>>>

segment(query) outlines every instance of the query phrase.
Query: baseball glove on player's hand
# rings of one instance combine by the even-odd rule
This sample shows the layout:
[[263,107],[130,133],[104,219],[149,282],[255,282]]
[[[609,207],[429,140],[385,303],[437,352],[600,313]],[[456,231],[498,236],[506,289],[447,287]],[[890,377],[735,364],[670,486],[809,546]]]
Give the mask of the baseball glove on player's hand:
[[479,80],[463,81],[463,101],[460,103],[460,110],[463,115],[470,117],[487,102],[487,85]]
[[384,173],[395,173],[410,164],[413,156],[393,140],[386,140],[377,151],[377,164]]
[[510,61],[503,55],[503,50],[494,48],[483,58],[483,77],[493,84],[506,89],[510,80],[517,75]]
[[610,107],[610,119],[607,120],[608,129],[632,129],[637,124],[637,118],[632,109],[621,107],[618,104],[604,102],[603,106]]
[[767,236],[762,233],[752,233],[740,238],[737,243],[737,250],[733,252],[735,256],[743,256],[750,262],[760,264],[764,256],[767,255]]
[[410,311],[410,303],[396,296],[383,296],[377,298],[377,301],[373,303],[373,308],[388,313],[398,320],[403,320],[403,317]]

<<<

**Work required**
If a line in the data above holds the string "instance", copy it.

**Task result**
segment(query) outlines every instance of the query phrase.
# rings of one instance combine by the even-odd rule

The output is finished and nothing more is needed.